If you ever spent much time with Spence, you know he did big things and said little about them. Wyoming tends to attract such personalities. Hell, Laramie was full of world class adventurers that never made the magazines. Keith rode his bike across the whole of Australia, a fact that I learned about three years after meeting him.

As far as looks go, Keith was a cross between Clint Eastwood, Rowan Atkinson, and a 1974 big block V8. Smooth, easy, and a little goofy. His speech had a cadence similar to Krakauer's, just a tad bit slower. Laramie chicks did not dig him, but expedition chicks did.

Wyoming residents consider Colorado to be warm, trafficky, and hip. In trendy Colorado, Keith stood out like a sore thumb - the lanky bachelor-farmer type that somehow grew up in Reno, NV (not Choteau, MT). He would start up friendly Wyoming conversations (that is, awkward) with Colorado strangers with a quote from Don Whillans. Or something from a Coyle & Sharpe bit. Or a maxxim from Dr. Peter Huntoon, the Canyonlands hermit-philosopher. The vocal-frying, uber-cool Coloradans recognized Keith for what he was, a Wyoming climber.

#### Supplied data
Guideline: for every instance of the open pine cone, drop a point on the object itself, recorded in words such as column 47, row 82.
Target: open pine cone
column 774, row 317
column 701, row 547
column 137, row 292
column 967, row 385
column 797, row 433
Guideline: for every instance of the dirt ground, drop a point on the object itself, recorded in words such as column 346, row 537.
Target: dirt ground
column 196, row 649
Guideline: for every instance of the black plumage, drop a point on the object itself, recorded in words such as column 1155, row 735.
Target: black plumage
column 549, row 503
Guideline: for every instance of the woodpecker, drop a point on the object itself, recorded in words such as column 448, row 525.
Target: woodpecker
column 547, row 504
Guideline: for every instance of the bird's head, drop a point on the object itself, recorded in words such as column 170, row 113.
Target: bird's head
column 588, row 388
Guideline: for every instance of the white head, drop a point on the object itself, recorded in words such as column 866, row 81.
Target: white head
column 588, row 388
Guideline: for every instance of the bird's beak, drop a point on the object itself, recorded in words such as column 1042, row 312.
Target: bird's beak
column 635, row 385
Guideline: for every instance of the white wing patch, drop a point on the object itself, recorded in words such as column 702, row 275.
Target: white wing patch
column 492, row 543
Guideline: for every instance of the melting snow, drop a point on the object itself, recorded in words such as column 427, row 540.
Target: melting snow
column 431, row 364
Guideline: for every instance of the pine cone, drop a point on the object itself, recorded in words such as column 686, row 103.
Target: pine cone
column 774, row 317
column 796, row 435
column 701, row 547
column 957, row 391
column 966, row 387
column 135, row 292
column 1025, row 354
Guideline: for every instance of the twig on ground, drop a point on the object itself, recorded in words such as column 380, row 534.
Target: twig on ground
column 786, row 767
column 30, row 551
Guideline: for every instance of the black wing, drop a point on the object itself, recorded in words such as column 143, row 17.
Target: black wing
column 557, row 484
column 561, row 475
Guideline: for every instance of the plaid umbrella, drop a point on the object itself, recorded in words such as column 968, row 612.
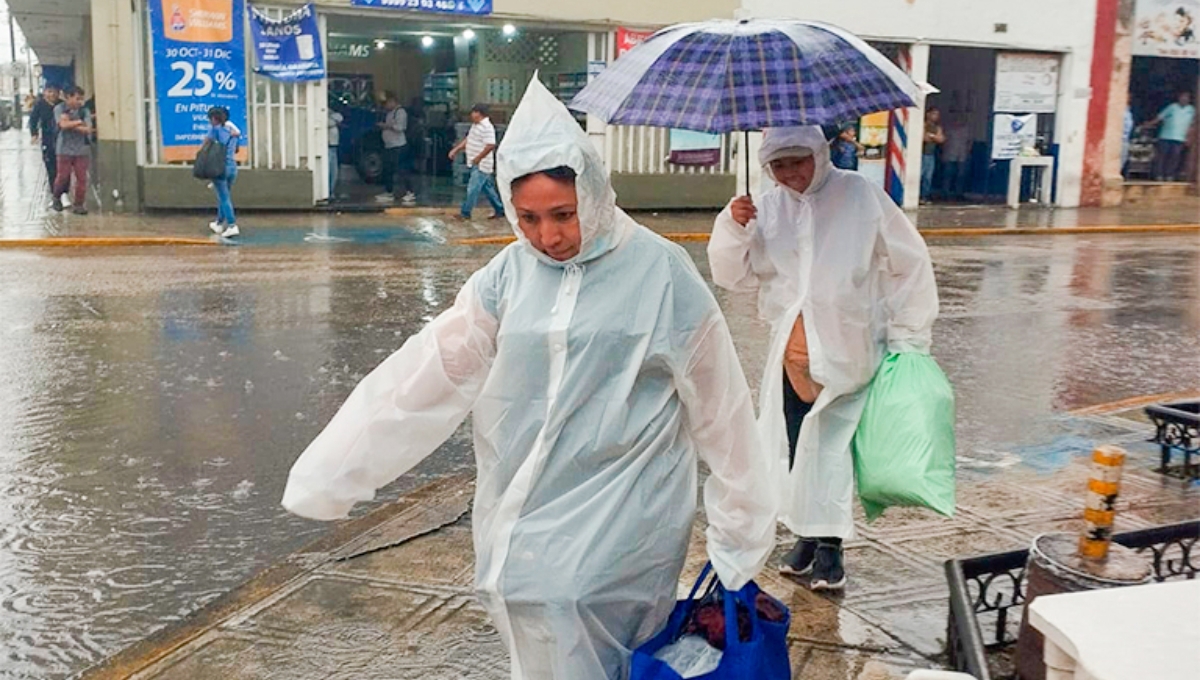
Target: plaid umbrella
column 726, row 76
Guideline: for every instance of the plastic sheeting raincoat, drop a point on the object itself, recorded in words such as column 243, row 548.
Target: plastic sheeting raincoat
column 847, row 259
column 594, row 383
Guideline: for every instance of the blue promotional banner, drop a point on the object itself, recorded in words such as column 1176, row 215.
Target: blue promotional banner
column 199, row 62
column 288, row 48
column 443, row 6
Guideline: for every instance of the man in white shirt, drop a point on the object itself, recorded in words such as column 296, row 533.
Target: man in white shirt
column 335, row 139
column 480, row 146
column 397, row 158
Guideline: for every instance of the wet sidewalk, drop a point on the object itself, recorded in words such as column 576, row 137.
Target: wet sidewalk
column 389, row 596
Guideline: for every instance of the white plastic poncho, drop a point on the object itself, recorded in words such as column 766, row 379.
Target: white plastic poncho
column 843, row 254
column 594, row 385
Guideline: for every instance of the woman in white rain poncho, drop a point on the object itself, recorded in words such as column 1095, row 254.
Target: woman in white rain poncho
column 597, row 365
column 829, row 248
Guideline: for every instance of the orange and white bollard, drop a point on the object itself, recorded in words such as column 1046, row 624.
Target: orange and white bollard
column 1103, row 487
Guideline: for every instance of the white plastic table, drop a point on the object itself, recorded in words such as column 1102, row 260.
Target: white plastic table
column 1017, row 169
column 1140, row 632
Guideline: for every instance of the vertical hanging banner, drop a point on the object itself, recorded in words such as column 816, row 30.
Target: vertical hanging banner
column 199, row 62
column 289, row 48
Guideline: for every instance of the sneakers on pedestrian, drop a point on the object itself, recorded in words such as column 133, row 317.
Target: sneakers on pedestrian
column 798, row 561
column 828, row 572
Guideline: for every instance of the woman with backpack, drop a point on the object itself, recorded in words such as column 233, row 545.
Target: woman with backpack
column 226, row 136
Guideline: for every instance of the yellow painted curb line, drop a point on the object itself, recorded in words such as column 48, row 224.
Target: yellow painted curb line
column 691, row 236
column 103, row 241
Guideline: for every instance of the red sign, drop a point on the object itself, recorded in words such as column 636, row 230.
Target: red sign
column 628, row 40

#### What you will do
1 - Reproduce the part of the passage about Keith that opens with the words containing "As far as looks" and closes with "expedition chicks did.".
2 - Answer these questions using the passage about Keith:
(a) Which country did Keith ride his bike across?
(b) In which city did Keith grow up?
(c) Keith's looks are described as a cross between which two men and what machine?
3 - Continue the passage about Keith from its final sentence.

#### Answers in order
1 -
As far as looks go, Keith was a cross between Clint Eastwood, Rowan Atkinson, and a 1974 big block V8. Smooth, easy, and a little goofy. His speech had a cadence similar to Krakauer's, just a tad bit slower. Laramie chicks did not dig him, but expedition chicks did.

2 -
(a) Australia.
(b) Reno, NV.
(c) Clint Eastwood, Rowan Atkinson, and a 1974 big block V8.

3 -
Keith would leave town with some regularity. Once in a while, he would leave the continent altogether. I would watch him fly off to Asia, South America, or the big Alaska ranges. I knew I was missing out on trips of a lifetime, but as a graduate student, I simply could not afford to join the expedition parties, even the cheap ones. Instead of getting pissed, I would just wait for June, when the local climbs would come back into shape and we'd hit the road together. He came to visit me one summer several years after I had left Laramie. I lived at the Pogue Flat airstrip in the Okanogan Valley then. The wildfires were burning, but I'd already served my 14 days on, so we were free to escape to the mountains for a week. We summitted five classic Washington Pass peaks in five days, every night returning to the back deck of the scuzzy little brewpub in Winthrop for a huge platter of nachos. We parked and slept in someone's yard we didn't know, waking at dawn to sprinklers and mule deer. Chorizo for breakfast and the road to Mazama, for coffee.

A super enjoyable climb of Forbidden Peak's North Ridge. El Dorado is in the distance. On the way up, the snow finger was 12" wide and completely undercut, but passable. We simul-climbed the entire ridge in short order, up and down. The rappel went smoothly. Keith Spencer photo.

Nearing Whistler Peak's summit. Keith Spencer photo.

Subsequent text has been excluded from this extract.